[start Records shown]

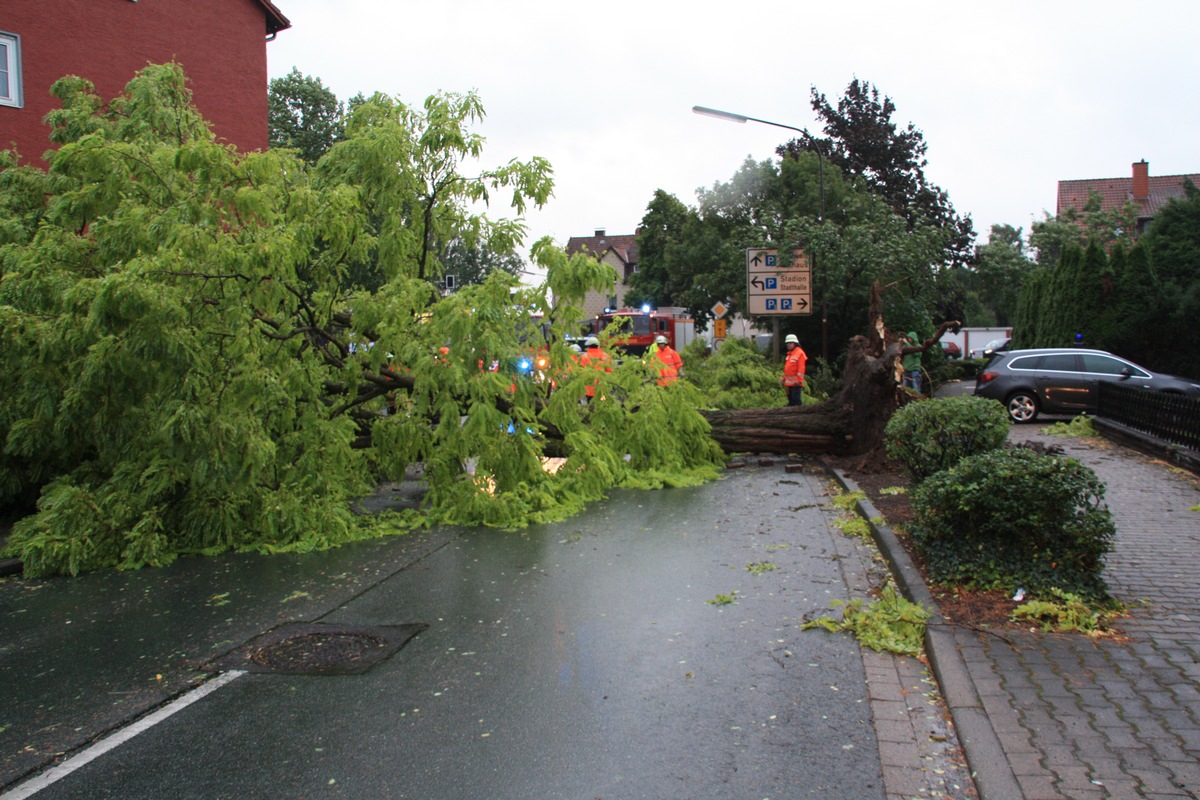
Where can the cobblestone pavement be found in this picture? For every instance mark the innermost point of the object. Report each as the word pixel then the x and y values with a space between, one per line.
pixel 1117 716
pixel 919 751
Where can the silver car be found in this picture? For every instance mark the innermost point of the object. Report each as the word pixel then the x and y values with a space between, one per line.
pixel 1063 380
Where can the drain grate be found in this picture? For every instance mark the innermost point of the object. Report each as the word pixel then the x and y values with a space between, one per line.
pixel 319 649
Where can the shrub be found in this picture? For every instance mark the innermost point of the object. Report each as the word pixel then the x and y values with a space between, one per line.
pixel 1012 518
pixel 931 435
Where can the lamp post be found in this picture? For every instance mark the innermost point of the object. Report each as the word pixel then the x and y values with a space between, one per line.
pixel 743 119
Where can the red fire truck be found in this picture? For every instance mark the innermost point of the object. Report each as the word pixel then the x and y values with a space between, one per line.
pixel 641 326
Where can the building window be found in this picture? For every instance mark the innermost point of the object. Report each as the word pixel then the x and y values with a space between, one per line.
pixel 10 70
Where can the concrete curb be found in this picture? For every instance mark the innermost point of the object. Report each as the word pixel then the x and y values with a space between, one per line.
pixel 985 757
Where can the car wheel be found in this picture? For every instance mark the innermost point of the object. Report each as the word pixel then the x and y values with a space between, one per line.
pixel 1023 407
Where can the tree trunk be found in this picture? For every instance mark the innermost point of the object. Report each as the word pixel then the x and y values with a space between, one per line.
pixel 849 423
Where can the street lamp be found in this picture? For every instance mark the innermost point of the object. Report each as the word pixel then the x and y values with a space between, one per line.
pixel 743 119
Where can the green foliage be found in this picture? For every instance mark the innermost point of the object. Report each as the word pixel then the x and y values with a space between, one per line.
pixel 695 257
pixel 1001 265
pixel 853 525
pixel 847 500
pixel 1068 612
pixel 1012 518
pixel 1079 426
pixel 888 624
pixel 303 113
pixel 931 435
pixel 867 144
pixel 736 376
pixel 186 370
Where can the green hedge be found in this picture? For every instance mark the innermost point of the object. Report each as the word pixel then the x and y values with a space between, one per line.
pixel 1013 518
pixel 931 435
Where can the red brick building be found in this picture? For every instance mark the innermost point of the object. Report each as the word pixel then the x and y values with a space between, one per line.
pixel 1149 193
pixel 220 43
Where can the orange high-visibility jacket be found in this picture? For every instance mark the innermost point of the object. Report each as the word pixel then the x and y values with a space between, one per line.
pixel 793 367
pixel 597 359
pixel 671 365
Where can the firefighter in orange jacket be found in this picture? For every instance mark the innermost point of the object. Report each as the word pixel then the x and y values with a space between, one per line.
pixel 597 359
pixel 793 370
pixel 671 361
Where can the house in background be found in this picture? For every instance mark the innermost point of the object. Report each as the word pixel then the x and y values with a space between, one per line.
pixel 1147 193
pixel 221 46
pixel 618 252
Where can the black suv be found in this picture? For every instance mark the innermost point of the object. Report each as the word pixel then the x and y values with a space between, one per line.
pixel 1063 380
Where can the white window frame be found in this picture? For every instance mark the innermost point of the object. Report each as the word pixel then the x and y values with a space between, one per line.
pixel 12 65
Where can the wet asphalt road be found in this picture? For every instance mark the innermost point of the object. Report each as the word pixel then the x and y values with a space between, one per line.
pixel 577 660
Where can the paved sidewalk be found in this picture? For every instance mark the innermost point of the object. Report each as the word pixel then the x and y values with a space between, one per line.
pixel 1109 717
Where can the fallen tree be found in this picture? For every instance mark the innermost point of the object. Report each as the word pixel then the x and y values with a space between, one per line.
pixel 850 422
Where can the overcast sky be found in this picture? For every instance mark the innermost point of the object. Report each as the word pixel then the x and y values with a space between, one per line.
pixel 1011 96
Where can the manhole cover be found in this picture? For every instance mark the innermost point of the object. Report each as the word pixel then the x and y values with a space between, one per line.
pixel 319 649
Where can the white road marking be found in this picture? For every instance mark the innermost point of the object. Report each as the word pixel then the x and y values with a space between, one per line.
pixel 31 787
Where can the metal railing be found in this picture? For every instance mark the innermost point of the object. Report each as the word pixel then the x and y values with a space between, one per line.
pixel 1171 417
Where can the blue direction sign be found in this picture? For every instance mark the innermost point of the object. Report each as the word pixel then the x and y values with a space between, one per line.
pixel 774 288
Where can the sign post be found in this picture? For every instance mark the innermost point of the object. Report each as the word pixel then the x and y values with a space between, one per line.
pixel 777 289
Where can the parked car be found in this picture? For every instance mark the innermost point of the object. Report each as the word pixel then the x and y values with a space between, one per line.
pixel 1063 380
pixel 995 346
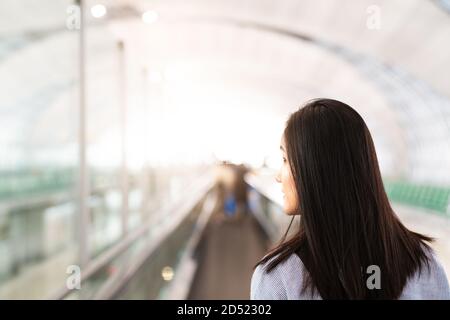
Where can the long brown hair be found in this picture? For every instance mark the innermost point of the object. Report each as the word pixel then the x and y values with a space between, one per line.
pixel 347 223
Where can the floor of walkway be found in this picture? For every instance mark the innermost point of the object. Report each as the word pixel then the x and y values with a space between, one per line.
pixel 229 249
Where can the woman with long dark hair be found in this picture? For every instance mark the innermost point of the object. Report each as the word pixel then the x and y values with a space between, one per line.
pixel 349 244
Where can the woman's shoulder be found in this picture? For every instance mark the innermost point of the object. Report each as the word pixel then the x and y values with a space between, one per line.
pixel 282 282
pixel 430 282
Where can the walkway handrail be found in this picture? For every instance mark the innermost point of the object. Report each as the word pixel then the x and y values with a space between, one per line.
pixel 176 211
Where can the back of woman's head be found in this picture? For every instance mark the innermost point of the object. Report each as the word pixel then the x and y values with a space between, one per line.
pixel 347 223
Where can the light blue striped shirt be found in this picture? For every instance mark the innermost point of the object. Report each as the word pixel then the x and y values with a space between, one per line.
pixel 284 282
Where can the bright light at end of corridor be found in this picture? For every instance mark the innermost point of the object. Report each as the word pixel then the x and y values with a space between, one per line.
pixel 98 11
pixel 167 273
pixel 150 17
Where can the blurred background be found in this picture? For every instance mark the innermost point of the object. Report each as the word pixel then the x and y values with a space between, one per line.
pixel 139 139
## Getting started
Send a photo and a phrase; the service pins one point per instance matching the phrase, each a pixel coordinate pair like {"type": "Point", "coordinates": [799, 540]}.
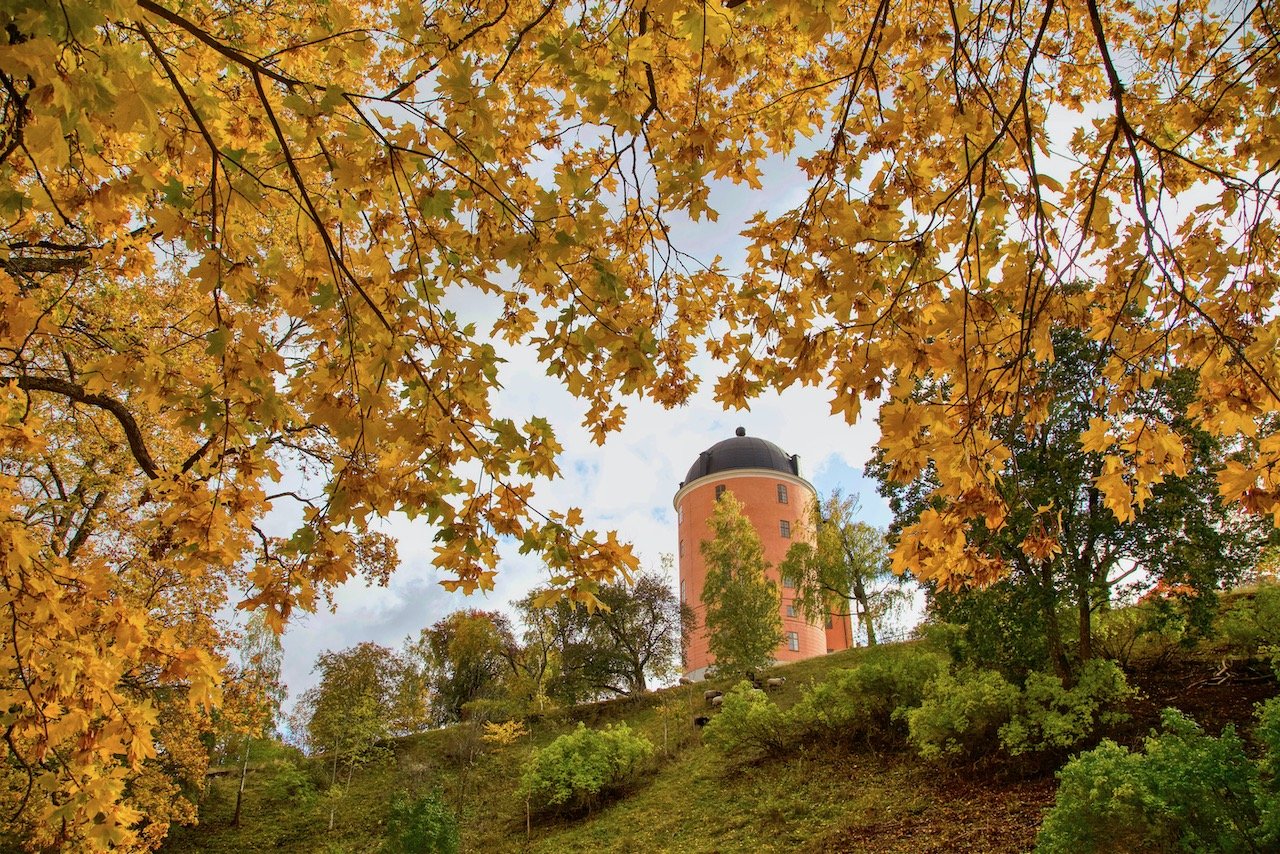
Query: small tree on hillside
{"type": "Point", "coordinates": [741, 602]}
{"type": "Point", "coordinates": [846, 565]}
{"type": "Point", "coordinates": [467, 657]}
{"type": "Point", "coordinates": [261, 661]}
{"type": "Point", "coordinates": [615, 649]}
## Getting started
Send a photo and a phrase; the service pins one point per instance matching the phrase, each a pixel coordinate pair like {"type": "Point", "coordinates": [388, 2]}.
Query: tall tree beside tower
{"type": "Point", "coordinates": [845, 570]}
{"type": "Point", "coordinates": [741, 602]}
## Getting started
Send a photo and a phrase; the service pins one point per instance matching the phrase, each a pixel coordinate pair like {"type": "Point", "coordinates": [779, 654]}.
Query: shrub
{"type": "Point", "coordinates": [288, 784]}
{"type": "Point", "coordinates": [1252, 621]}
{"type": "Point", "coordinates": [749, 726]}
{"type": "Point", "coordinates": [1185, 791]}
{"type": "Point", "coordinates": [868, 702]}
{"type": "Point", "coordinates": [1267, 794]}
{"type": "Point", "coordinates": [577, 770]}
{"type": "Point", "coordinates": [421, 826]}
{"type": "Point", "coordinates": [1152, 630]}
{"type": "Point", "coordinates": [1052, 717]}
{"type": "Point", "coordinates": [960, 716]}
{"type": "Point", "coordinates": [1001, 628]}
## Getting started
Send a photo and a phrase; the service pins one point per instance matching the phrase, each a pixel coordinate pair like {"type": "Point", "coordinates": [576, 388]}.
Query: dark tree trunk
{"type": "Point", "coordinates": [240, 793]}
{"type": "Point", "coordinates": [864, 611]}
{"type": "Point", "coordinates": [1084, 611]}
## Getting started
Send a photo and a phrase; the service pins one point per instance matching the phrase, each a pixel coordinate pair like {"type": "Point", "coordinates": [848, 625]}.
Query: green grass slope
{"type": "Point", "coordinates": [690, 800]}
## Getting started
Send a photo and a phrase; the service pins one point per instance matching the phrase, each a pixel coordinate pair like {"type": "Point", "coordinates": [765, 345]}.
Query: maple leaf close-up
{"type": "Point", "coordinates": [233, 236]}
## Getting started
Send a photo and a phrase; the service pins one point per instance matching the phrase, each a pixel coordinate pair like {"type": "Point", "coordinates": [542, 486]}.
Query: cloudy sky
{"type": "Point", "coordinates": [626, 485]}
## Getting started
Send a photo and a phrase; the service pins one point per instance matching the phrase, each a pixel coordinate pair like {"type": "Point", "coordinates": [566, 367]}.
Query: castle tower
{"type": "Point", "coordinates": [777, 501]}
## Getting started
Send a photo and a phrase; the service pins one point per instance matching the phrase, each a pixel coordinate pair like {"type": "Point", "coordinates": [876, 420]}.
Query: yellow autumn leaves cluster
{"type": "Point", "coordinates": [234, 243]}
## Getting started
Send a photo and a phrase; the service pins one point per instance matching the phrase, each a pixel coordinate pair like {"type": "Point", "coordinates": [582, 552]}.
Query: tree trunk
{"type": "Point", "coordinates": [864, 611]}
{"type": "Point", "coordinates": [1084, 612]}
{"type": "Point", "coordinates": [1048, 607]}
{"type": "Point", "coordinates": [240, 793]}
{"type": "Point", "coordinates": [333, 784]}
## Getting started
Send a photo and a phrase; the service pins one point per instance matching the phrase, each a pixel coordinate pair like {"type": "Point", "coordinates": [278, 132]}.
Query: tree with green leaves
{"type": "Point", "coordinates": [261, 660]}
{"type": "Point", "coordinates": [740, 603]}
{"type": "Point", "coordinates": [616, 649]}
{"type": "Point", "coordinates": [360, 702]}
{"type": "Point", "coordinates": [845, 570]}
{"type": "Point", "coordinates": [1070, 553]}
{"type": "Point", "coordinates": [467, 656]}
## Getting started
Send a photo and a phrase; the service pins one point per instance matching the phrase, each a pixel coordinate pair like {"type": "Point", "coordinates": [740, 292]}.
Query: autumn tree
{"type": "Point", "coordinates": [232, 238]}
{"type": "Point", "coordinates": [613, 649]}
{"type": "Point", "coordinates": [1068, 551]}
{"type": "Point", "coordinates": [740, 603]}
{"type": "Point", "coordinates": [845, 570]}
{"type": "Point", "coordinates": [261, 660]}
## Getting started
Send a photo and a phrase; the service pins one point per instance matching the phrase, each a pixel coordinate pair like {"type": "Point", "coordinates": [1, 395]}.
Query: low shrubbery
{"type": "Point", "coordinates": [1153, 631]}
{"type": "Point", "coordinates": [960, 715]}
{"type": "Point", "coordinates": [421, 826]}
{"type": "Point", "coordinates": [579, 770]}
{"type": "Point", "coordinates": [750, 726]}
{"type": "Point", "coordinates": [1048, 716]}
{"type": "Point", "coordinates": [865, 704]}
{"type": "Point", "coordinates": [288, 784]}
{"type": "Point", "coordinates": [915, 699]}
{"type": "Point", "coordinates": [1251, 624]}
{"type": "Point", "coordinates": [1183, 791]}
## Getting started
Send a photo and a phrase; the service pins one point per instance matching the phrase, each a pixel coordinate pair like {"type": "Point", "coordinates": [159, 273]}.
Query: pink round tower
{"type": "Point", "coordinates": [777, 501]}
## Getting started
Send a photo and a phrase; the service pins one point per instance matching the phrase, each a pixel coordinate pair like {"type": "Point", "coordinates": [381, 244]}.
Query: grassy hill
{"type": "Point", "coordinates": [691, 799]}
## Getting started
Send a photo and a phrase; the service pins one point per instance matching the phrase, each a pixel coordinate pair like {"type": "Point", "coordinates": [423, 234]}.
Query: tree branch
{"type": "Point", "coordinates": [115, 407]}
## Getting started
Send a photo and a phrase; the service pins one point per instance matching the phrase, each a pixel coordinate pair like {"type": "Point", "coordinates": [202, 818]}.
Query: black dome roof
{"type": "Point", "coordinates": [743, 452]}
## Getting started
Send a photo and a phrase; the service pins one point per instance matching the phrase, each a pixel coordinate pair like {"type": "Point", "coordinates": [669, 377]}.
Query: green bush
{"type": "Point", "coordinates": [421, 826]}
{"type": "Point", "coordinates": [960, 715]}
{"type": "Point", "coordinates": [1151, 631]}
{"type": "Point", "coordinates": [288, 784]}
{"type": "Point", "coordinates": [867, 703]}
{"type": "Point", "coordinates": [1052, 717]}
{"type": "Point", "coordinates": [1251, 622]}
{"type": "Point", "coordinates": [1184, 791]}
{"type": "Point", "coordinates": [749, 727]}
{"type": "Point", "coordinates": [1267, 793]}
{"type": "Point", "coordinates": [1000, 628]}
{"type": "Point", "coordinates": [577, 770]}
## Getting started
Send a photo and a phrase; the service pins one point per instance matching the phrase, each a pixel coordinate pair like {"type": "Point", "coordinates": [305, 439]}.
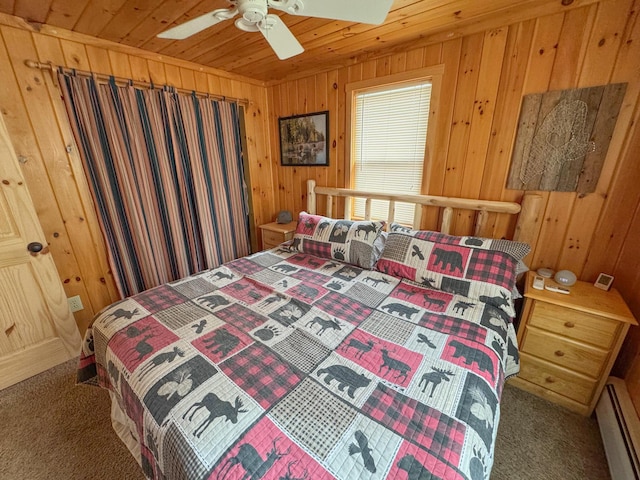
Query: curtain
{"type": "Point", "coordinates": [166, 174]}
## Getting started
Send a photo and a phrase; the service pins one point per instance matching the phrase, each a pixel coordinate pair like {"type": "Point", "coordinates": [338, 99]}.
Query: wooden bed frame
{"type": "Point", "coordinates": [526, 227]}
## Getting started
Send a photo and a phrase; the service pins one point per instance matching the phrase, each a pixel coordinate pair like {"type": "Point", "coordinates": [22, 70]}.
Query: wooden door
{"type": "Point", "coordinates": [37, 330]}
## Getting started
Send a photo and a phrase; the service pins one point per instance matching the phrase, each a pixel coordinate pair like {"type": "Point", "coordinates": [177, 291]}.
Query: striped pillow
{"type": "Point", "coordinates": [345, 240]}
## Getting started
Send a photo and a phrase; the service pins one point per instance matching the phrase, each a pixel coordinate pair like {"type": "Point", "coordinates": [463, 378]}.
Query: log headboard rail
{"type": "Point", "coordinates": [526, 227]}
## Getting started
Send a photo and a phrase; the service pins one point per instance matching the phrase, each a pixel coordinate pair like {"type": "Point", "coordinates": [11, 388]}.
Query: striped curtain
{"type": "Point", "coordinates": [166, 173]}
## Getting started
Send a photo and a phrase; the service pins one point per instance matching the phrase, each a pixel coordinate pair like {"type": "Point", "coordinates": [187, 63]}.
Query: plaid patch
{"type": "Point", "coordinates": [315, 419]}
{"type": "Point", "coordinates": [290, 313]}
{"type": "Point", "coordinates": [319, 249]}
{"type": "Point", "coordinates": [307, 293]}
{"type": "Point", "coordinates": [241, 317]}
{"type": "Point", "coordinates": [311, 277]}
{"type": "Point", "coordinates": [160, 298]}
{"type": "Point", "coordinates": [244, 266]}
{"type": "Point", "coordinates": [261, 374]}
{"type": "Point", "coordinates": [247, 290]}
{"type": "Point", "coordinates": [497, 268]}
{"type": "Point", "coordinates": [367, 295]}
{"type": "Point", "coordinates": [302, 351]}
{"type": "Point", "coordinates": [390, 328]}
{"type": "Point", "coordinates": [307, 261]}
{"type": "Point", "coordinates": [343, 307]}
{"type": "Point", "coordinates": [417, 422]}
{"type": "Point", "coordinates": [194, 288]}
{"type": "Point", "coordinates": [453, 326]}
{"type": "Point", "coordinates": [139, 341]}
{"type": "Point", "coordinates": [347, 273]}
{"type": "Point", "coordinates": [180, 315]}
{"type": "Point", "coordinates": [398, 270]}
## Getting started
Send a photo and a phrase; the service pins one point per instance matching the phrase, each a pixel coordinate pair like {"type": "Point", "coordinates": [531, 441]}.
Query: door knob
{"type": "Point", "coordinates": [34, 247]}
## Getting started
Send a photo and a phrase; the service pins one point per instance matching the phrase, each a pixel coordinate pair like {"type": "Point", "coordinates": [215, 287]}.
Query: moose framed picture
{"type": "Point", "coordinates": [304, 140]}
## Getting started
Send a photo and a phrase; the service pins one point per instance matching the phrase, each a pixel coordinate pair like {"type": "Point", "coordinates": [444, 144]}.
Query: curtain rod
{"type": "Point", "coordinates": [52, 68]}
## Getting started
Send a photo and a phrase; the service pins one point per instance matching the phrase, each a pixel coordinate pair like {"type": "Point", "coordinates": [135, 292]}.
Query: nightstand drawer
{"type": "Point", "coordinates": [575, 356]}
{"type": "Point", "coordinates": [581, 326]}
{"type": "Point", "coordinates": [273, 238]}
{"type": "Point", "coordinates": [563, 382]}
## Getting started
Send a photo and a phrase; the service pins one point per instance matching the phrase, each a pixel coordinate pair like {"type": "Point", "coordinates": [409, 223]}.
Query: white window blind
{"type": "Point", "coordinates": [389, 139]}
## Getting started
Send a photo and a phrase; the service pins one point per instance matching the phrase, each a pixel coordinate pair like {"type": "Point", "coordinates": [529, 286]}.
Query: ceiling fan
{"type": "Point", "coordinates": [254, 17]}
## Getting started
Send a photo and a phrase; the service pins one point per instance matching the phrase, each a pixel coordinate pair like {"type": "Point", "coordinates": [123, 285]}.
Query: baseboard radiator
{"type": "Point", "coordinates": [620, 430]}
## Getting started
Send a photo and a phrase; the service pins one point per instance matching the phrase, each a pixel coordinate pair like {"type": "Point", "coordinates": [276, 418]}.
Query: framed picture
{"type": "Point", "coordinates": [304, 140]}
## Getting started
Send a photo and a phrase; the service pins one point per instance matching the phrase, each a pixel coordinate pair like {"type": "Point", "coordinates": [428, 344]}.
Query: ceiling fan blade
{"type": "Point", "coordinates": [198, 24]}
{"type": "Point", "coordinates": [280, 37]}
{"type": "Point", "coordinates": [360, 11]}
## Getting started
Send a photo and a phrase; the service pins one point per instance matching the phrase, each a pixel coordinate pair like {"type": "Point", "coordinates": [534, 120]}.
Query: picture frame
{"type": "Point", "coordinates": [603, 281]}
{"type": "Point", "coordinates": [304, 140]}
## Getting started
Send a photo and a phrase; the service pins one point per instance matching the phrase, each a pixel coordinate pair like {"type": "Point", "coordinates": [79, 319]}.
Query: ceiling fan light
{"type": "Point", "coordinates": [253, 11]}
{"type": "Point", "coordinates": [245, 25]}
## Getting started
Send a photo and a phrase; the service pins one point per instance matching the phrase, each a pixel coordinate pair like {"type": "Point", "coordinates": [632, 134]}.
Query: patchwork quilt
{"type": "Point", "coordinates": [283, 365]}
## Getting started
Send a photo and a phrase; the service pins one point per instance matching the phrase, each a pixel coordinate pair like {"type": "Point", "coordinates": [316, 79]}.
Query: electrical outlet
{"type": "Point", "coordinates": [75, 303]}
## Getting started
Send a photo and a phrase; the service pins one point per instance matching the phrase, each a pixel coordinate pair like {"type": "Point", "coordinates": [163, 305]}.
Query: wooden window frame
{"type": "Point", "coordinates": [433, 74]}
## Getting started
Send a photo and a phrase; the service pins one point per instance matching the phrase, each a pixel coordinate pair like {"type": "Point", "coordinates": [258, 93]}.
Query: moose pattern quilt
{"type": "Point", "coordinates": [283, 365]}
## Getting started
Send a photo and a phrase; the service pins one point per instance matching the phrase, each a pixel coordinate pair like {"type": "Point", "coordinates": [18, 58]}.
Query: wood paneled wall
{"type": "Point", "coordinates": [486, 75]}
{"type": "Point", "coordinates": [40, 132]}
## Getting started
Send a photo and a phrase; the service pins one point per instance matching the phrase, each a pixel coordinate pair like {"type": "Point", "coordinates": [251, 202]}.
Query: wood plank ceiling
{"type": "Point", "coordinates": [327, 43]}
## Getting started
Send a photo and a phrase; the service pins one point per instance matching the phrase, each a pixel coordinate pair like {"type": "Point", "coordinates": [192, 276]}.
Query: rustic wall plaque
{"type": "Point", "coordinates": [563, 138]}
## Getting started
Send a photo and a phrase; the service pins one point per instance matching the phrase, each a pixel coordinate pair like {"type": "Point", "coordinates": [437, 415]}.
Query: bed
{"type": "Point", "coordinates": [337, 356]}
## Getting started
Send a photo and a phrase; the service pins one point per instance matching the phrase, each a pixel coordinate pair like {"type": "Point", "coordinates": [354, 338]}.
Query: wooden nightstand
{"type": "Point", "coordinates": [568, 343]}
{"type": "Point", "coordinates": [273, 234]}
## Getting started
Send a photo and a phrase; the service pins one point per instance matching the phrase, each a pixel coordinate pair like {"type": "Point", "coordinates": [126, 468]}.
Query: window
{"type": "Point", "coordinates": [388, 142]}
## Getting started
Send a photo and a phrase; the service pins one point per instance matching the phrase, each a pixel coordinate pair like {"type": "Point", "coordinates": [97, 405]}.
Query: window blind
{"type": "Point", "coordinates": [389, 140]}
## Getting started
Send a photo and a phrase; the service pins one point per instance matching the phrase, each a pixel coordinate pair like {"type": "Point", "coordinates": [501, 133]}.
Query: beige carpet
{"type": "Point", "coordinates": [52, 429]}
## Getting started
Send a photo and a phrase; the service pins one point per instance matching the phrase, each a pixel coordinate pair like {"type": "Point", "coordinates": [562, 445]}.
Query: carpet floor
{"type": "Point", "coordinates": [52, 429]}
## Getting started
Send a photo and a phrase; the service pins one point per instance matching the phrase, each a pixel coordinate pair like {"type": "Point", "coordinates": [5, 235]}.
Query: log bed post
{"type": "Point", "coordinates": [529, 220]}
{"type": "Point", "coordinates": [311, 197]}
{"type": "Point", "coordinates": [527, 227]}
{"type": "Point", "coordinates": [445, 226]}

[end Records shown]

Required work: Set down the stretch of items from the line containing "Where can the car" through the line containing "pixel 1023 407", repeating those lines exactly.

Written solution:
Where can the car wheel be found in this picture? For every instance mark the innermost point of the object. Report each as the word pixel then the x and y values with a space between, one per line.
pixel 1023 407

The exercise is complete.